▶ Task requirements
Render each line of the listing below as a Markdown table with the columns "Row" and "Listing line", skipping blank lines and leaving out the pictures.

▶ Records for identifying positions
+++++

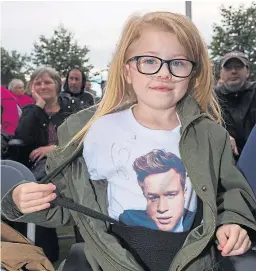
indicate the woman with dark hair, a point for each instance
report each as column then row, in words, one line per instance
column 39, row 121
column 38, row 129
column 75, row 86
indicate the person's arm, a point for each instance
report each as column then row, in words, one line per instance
column 10, row 116
column 236, row 203
column 51, row 217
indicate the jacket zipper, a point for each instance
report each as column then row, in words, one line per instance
column 214, row 219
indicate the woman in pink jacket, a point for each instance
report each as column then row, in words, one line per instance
column 9, row 112
column 16, row 86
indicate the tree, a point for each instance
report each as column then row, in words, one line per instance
column 237, row 31
column 61, row 52
column 13, row 65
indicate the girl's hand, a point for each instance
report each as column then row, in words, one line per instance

+++++

▶ Final result
| Row | Listing line |
|---|---|
| 1 | indicate the woman with dark hair, a point for each instance |
| 2 | report each as column then row, in words, one line per instance |
| 3 | column 39, row 121 |
| 4 | column 38, row 129 |
| 5 | column 75, row 86 |
| 6 | indicate the person's arm, a point for each instance |
| 7 | report each as column then row, in words, one line per instance |
| 8 | column 10, row 116 |
| 9 | column 236, row 203 |
| 10 | column 51, row 217 |
| 11 | indicate the jacket zipper, a point for each instance |
| 12 | report each as column then row, in words, one line per instance |
| 13 | column 214, row 219 |
| 14 | indicate the woman in pink jacket, a point for each instance |
| 15 | report each as column then row, in words, one line per instance |
| 16 | column 9, row 112 |
| 17 | column 16, row 86 |
| 18 | indicate the tree, a point for each instance |
| 19 | report each as column then row, in words, one line per instance |
| 20 | column 237, row 31 |
| 21 | column 61, row 52 |
| 22 | column 13, row 65 |
| 23 | indicate the girl's hand, a point for each instance |
| 24 | report each as column then row, in words, one line per instance |